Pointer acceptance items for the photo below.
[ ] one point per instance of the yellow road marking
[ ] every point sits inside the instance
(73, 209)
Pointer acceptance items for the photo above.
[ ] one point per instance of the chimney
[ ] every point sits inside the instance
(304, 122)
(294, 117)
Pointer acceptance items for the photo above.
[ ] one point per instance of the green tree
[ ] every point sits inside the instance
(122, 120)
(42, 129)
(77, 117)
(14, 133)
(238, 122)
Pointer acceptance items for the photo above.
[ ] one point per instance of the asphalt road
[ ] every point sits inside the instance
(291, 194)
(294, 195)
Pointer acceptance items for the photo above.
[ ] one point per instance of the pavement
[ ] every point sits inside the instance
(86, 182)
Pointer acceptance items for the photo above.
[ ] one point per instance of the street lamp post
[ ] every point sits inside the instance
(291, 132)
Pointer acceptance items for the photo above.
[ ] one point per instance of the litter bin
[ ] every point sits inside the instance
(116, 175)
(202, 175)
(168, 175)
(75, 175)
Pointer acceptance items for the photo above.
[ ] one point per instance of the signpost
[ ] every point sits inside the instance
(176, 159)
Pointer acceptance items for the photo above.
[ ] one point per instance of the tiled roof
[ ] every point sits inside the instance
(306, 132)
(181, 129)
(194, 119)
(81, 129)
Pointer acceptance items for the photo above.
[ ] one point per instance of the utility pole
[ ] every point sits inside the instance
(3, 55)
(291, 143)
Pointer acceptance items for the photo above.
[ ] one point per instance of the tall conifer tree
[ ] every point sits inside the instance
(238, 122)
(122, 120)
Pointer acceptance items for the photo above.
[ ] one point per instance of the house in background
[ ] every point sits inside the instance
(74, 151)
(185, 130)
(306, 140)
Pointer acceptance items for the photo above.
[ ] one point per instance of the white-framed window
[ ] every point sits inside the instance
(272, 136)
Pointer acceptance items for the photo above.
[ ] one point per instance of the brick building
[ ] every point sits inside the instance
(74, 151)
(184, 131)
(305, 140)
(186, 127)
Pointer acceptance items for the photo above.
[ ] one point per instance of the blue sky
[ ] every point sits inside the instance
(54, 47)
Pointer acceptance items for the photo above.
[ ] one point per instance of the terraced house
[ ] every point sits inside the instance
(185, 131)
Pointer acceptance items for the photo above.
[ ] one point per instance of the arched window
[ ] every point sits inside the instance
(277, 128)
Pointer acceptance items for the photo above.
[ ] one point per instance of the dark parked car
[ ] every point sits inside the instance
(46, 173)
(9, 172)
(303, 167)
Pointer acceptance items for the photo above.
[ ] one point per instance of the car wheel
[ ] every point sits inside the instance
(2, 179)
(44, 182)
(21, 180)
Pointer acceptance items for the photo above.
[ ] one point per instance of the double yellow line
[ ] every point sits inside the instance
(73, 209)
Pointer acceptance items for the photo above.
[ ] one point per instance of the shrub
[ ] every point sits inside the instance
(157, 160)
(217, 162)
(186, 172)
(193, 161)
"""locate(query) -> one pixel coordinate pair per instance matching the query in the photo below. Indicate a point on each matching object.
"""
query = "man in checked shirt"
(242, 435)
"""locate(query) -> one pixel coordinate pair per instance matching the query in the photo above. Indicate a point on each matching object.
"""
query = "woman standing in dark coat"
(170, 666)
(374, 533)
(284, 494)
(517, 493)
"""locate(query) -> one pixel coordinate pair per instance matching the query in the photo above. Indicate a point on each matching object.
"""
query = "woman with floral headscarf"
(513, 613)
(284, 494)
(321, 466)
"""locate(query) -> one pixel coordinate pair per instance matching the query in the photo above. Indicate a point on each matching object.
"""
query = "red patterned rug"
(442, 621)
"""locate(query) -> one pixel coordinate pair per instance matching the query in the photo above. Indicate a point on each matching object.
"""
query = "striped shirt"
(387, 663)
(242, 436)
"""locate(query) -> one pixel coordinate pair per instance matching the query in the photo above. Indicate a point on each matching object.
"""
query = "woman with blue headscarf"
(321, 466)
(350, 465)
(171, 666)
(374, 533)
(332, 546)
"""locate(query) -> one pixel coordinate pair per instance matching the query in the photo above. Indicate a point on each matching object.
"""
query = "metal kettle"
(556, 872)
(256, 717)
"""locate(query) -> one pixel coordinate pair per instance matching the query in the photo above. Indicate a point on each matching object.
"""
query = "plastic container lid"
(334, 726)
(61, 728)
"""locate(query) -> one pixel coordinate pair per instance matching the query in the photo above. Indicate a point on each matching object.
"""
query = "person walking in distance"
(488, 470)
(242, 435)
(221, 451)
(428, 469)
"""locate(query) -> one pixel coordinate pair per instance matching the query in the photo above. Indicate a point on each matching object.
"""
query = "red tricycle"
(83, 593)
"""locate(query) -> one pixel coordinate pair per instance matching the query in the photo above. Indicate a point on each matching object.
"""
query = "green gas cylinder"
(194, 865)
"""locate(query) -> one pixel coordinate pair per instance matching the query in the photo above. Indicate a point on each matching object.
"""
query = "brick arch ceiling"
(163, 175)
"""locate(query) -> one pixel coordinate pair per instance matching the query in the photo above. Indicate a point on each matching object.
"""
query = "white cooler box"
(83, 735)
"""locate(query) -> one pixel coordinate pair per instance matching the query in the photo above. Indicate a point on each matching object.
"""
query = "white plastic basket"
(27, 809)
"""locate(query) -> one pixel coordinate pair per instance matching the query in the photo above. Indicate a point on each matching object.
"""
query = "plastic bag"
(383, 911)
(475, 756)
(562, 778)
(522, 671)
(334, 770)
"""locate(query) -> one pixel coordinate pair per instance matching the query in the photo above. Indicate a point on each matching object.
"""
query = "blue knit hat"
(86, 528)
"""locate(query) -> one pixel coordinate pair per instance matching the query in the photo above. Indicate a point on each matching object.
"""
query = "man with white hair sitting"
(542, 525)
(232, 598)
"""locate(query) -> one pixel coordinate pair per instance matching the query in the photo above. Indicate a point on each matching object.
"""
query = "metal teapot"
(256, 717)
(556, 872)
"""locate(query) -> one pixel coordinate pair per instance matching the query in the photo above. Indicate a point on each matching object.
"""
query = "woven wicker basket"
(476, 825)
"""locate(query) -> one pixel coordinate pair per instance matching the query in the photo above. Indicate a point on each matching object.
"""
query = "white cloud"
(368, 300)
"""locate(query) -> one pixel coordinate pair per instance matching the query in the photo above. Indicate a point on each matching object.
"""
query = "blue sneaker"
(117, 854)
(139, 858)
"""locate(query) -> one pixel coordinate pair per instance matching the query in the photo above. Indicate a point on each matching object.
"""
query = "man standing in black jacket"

______________________________

◆ What you should do: Please output the entries above, every line exactly as it reads.

◆ Full solution:
Pointer acceptance items for the photo below.
[ ] one point per instance of the yellow road marking
[ ] every point sits inside the instance
(73, 209)
Pointer acceptance items for the photo above.
[ ] one point per instance of the chimney
[ ] every point sits inside the instance
(304, 122)
(294, 117)
Pointer acceptance items for the photo above.
[ ] one point per instance of the green tree
[ ] every point sits inside the instance
(122, 120)
(42, 129)
(77, 117)
(14, 133)
(238, 122)
Pointer acceptance items for the photo above.
[ ] one point per instance of the asphalt road
[ ] every point sits inside the instance
(291, 194)
(294, 195)
Pointer acceptance items for the photo above.
[ ] one point per instance of the pavement
[ ] every point sits inside the instance
(86, 182)
Pointer acceptance items for the photo above.
[ ] one point per instance of the street lamp post
[ ] every point sits inside the instance
(291, 132)
Pointer acceptance items for the photo above.
[ ] one point per instance of the litter bin
[ ] every point sits inside the instance
(116, 175)
(202, 175)
(168, 175)
(75, 175)
Pointer acceptance items for the photo above.
[ ] one point per instance of the signpost
[ ] every point sits inside the instance
(176, 159)
Pointer acceptance items for the photo above.
[ ] one point per instance of the tiled roof
[ ] every point sits inside the instance
(306, 132)
(181, 129)
(194, 119)
(81, 129)
Pointer acceptance items for the photo above.
[ ] one point per instance of the utility pole
[ ] every point sits inside the instance
(3, 55)
(291, 143)
Pointer acceptance items for the photo above.
[ ] one point per instance of the tall conifer tree
[ ] every point sits inside the instance
(238, 122)
(122, 120)
Pointer acceptance items for the photo above.
[ ] one point per instance of the house in background
[ ] every point sits inside the instance
(74, 151)
(185, 130)
(306, 140)
Pointer acceptance items for the photo above.
[ ] one point per instance of the white-framed window
[ ] every point sits inside the instance
(272, 136)
Pointer acceptance items for the photo above.
[ ] one point per instance of the brick building
[ ] every point sits inside the instance
(74, 151)
(184, 131)
(305, 140)
(186, 127)
Pointer acceptance items for the photo above.
[ ] one point per instance of the blue sky
[ ] every point sits inside the instance
(54, 47)
Pointer acceptance items for the photo above.
[ ] one point per instance of the terraced house
[ ] every point sits inside the instance
(185, 131)
Pointer acceptance items for the photo above.
[ ] one point per instance of the arched window
[ ] every point sits inside the instance
(277, 128)
Pointer acceptance items for the photo above.
[ ] one point per instance of the dark parked car
[ ] every point sits inside the instance
(46, 173)
(9, 172)
(303, 167)
Pointer acceptance items for the photo above.
[ ] one point per instance of the car wheel
[ ] every point sits inside the instance
(2, 179)
(44, 182)
(21, 180)
Pointer acceptance items for the photo above.
[ ] one point per instance of the double yellow line
[ ] every point sits inside the instance
(73, 209)
Pointer acceptance items for the photo above.
[ ] one point per instance of the shrub
[ ] every point sits inside the instance
(157, 160)
(217, 162)
(186, 172)
(193, 161)
"""locate(query) -> one pixel coordinate pair per instance matching the query in the photo below. Indicate a point on each matching object.
"""
query = "man in checked shirt"
(242, 435)
"""locate(query) -> one pixel coordinate pair per instance matching the query in the photo above. Indicate a point on each matching object.
"""
query = "woman standing in dark coat"
(170, 666)
(374, 533)
(284, 494)
(517, 493)
"""locate(query) -> one pixel coordinate pair per instance matching the query in the photo above. Indicate a point on each matching object.
"""
query = "woman with floral headscarf"
(513, 613)
(284, 494)
(321, 466)
"""locate(query) -> one pixel coordinate pair per instance matching the query in the photo above. Indicate a point on each matching object.
"""
query = "red patterned rug"
(442, 621)
"""locate(query) -> one pixel coordinate pair per instance matching the query in the photo above. Indicate a point on each matching object.
"""
query = "striped shirt"
(387, 663)
(242, 436)
"""locate(query) -> one pixel coordinate pair per instance matching the query in the photo above. Indicate a point on each matching object.
"""
query = "woman with blue headscarf"
(321, 466)
(350, 465)
(171, 666)
(374, 533)
(332, 546)
"""locate(query) -> one pixel coordinate pair per instance matching the query in the photo above. Indicate a point on each matching object.
"""
query = "metal kettle"
(556, 872)
(256, 717)
"""locate(query) -> one pixel coordinate pair per instance matching the query in the photo above. Indicate a point on each matching object.
"""
query = "plastic container lid"
(334, 726)
(61, 728)
"""locate(query) -> one pixel coordinate pair per instance matching the query in the photo above. Indicate a point on each matching object.
"""
query = "person walking in distance"
(488, 470)
(242, 435)
(221, 451)
(428, 469)
"""locate(query) -> one pixel coordinate pair per instance matching the query in the photo above. Indicate a point on each matching object.
"""
query = "red tricycle"
(83, 593)
"""locate(query) -> one pixel coordinate pair per instance matching the query in the photo above. Indicate a point on each matching object.
"""
query = "green gas cylinder"
(194, 865)
"""locate(query) -> one pixel coordinate pair per instance matching the query in the photo above. Indicate a point on each matching object.
"""
query = "brick arch ceiling"
(163, 175)
"""locate(query) -> one pixel coordinate pair per instance matching the query in the photo above. Indicate a point on each matching object.
"""
query = "white cooler box"
(83, 735)
"""locate(query) -> one pixel coordinate pair per instance matching the query in the photo above. Indicate a point on each matching object.
"""
query = "white plastic basket"
(27, 809)
"""locate(query) -> one pixel coordinate pair per instance matching the query in the photo above. Indicate a point on each matching object.
"""
query = "plastic bag"
(383, 911)
(475, 756)
(562, 778)
(522, 671)
(334, 770)
"""locate(query) -> one pixel coordinate pair per instance matching the query in the photo above. Indicate a point on each matching object.
"""
query = "blue knit hat"
(86, 528)
"""locate(query) -> one pixel coordinate pair per instance matching the query in the photo above. Indicate a point on each matching object.
"""
query = "man with white hair sitting"
(542, 525)
(232, 598)
"""locate(query) -> one pixel coordinate pair per instance matching the query in the photo above. Indicate a point on each matching object.
"""
query = "metal teapot"
(256, 717)
(556, 872)
"""locate(query) -> one pixel coordinate pair per instance matching the query in the photo above. Indicate a point on each matching object.
"""
query = "woven wicker basket"
(476, 825)
"""locate(query) -> one pixel coordinate pair per instance matching the query in the photo above. Indicate a point on each matching object.
"""
query = "white cloud"
(368, 300)
"""locate(query) -> one pixel coordinate pair per instance matching the query in the photo above. Indicate a point on each matching object.
"""
query = "blue sneaker"
(117, 854)
(139, 858)
"""locate(query) -> one pixel coordinate pair per instance matching the query in the photo above. Indicate a point on each matching object.
"""
query = "man standing in black jacket"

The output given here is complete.